Work instructions ::
1: In the investing notes, which fund is listed as the junk option in the Floating Rate category?
2: Continue the investing notes on European stocks and bond funds from where they stop.

Extract ::
┄┄┄┄┄┄┄┄┄┄┄┄┄┄┄┄┄┄┄┄
STREETWISE. EUROPE (IEV) has underperformed the US (IVV) for quite a while, but that may be changing, according to JPM. Be selective – AZN, DT, UBS, as there is no point going from the US to expensive European stocks – EADSY, ASML, NVO. Elsewhere, analysts are mixed on the outlooks for TSLA (the 2nd worst SP500 stock that reports on 4/23/24) and GL (the worst SP500 stock that was hit by a negative report from a short-selling firm on 4/11/24).
FUNDS. There will be opportunities in bond funds when the interest rate decline (in 2024 or 2025).
Short-Term: VCSH, JPLD, MINT
Intermediate Core-Plus: BYLD, FBND
HY: ANGL, BHYAX, CSOAX, FAGIX (18% equity)
Floating Rate: FLOT (investment-grade), BKLN (junk)
Muni: MUB
Individual corporate bonds are also attractive (from JPM, BOA, WFC, C,PNC, USB, etc)
(Consider this list by Barron’s as a sampling only. There are many more choices in each category, e.g. Treasury FRN USFR in both Short-term/Floating Rate, Fido SPHIX as pure HY, etc.)
┄┄┄┄┄┄┄┄┄┄┄┄┄┄┄┄┄┄┄┄
(Pointing records)
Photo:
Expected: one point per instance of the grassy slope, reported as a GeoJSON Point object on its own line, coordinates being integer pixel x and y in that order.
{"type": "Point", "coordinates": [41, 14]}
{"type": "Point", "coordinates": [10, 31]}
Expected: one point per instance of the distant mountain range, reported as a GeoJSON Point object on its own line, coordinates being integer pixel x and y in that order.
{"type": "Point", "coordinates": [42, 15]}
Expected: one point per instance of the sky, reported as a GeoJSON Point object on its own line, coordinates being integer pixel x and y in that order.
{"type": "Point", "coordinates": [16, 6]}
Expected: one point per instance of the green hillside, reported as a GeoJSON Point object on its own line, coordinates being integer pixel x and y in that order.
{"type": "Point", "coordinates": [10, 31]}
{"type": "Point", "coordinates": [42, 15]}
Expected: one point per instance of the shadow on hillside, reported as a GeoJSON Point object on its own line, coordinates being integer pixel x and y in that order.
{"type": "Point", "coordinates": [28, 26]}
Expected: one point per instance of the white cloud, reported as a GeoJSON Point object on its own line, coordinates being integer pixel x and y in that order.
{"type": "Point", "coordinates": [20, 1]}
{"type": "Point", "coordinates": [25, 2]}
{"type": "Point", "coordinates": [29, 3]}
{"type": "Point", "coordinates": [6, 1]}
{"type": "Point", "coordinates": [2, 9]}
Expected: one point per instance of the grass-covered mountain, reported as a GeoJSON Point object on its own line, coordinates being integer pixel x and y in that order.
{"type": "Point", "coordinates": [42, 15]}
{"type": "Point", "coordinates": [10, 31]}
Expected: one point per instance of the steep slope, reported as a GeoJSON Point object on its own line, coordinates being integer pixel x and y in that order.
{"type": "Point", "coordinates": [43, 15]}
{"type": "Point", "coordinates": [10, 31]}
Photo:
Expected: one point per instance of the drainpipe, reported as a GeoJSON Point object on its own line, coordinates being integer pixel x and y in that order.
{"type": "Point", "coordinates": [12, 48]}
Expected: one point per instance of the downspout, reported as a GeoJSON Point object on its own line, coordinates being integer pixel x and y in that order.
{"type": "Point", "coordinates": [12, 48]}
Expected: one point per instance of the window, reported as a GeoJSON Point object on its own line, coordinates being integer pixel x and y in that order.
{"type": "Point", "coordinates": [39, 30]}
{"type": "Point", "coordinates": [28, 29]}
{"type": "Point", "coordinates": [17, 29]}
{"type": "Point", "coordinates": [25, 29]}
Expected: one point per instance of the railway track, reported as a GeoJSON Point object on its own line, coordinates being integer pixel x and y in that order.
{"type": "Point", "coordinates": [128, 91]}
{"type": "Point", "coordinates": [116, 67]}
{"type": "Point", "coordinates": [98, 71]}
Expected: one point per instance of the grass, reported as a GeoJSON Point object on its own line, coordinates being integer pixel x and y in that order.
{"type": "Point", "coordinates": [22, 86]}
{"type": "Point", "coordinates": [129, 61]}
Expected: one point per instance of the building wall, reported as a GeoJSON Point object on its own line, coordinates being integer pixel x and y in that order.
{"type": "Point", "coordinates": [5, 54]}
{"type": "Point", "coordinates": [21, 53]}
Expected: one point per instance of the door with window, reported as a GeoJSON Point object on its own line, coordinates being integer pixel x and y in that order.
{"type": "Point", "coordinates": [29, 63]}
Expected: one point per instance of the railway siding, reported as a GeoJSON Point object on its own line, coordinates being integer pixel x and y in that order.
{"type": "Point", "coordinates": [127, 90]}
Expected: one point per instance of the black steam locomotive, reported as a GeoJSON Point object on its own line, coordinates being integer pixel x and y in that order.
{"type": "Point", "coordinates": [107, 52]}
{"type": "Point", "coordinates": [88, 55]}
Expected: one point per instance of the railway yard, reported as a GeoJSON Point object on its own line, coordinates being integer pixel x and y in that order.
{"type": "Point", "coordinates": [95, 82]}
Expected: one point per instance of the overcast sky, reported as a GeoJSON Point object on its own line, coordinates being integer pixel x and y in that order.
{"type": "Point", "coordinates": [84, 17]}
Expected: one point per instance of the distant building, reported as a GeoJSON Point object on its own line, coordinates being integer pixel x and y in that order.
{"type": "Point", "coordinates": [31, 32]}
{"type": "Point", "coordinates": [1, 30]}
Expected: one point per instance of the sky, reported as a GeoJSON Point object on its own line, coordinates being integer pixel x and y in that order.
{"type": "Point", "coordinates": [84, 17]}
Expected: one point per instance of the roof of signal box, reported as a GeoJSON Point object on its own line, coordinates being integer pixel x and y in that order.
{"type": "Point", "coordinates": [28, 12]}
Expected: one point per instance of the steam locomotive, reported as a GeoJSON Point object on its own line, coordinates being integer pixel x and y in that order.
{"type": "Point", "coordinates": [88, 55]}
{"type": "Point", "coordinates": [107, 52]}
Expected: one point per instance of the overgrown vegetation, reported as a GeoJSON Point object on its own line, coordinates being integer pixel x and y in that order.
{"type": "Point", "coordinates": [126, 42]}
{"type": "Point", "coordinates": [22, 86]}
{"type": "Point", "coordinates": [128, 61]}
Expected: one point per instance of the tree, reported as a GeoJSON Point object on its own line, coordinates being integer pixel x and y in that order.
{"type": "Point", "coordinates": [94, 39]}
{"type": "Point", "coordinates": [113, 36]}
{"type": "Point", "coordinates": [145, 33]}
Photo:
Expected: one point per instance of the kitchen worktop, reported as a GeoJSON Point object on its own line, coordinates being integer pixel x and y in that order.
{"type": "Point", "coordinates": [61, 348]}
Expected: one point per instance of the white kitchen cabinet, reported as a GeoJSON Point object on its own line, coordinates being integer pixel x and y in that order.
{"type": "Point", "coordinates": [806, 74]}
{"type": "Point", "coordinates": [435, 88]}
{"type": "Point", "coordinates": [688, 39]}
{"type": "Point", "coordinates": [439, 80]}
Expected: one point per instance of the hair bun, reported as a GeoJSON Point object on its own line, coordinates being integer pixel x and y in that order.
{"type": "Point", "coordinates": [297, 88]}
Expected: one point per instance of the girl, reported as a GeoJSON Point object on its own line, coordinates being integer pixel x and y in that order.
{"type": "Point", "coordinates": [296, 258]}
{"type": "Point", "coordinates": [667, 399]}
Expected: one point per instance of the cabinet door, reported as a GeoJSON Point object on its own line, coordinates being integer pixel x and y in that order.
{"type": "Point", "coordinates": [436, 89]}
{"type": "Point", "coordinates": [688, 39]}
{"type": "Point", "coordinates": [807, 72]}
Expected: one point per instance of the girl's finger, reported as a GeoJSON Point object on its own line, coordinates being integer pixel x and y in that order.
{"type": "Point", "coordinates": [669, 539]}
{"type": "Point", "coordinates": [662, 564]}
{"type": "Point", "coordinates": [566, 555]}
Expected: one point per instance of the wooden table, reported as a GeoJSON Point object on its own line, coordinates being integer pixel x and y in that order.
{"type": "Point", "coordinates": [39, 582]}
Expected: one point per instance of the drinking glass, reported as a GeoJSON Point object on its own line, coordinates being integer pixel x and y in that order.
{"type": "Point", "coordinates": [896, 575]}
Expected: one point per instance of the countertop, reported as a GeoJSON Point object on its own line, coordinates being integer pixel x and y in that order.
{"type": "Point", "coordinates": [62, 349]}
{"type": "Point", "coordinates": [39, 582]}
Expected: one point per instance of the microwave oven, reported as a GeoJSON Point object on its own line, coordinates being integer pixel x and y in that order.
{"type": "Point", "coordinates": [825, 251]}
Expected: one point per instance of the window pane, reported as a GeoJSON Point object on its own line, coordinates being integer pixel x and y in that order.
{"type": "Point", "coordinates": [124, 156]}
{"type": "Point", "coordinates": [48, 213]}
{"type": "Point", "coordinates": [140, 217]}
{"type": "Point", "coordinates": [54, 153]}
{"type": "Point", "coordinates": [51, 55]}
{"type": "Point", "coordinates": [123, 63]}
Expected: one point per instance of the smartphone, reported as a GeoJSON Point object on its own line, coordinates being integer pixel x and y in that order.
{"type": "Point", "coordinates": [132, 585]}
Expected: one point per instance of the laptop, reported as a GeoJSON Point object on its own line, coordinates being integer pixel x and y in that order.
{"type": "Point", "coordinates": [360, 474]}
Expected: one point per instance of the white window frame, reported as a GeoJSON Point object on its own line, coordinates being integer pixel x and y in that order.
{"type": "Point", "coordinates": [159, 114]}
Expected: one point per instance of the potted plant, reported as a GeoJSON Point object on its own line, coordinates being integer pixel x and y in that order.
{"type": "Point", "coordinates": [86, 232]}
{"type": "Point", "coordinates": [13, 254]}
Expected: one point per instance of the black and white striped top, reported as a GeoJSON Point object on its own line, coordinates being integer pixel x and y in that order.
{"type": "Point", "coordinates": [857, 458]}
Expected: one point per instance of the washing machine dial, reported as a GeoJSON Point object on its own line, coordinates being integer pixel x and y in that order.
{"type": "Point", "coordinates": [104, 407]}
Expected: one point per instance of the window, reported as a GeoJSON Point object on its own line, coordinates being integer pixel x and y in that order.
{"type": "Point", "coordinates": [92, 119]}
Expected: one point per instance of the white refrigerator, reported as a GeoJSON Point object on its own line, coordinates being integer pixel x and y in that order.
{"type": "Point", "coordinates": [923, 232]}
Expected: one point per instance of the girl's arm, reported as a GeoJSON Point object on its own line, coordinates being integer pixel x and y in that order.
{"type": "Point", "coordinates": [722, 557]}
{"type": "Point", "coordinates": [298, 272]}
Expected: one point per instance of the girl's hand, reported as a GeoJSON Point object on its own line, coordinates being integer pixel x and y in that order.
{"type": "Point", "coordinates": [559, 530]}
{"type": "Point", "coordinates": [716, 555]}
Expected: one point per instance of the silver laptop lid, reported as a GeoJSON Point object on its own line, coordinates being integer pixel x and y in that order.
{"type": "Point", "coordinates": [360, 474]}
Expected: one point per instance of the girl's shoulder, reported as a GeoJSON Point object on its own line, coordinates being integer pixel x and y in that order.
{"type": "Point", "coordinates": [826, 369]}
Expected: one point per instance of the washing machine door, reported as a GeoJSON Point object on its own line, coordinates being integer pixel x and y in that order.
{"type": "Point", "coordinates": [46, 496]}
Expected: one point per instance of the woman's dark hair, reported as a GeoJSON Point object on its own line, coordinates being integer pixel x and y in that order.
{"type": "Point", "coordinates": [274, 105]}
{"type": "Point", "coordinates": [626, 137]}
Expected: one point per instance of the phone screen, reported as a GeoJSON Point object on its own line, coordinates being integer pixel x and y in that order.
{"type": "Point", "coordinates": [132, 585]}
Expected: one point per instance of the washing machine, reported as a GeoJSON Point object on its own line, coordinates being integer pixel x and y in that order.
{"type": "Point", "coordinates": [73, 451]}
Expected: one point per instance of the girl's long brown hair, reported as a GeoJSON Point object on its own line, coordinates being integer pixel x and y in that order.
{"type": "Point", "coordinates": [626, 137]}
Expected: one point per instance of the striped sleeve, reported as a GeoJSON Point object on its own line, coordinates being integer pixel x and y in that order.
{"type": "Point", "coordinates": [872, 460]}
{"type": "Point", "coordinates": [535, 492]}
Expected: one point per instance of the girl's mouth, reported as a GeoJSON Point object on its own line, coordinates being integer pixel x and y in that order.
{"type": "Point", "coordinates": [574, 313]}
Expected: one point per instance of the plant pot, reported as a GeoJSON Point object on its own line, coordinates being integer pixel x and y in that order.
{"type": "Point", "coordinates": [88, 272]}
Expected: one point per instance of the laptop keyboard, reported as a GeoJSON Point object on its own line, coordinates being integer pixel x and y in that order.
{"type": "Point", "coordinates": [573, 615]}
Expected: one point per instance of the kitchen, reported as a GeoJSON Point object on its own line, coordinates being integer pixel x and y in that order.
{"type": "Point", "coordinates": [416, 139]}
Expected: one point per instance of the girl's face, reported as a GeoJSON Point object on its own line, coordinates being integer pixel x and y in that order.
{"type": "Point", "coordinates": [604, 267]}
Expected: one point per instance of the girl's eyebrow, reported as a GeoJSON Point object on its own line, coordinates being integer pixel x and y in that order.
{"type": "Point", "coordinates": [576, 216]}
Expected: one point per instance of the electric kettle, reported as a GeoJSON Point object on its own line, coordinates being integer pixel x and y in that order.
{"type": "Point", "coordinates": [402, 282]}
┄┄┄┄┄┄┄┄┄┄┄┄┄┄┄┄┄┄┄┄
Replies ::
1: BKLN

2:
FUNDS. They may be tempting now, but don’t overstay in the MONEY-MARKET funds. Most economists and strategists think that the Fed is done tightening, and its next move(s) will be cut(s), although there are some who think that the Fed may surprise by raising rates. Rate cuts will benefit various credits and equities and it’s best to position ahead for possible fast moves.
FUNDS. High-quality (moat), growth-value NRAAX (ER 1.06%; no-load/NTF at Fidelity and Schwab) has a concentrated portfolio with reasonable valuations (so, no NVDA, TSLA, or META). Manager HANSON uses a barbell approach for growth and value, and focuses on customer-centric companies. Fund has “sustainability” in its name, but that is considered much more than ESG.
INCOME. T-Bills ETF BOXX uses options to avoid taxable income and its AUM has grown to $2.3 billion. It uses box-spreads that allow long-term holders to pay only capital gains on sale. There are no income distributions or CG distributions (exploiting ETF’s in-kind transactions). Tax experts doubt that the strategy may withstand IRS and/or SEC scrutiny because, generally, taxes must be paid on imputed income even when not distributed. There are also doubts whether complex options strategies can work in all environments. So, +1 for creativity, 0 for true investor benefits.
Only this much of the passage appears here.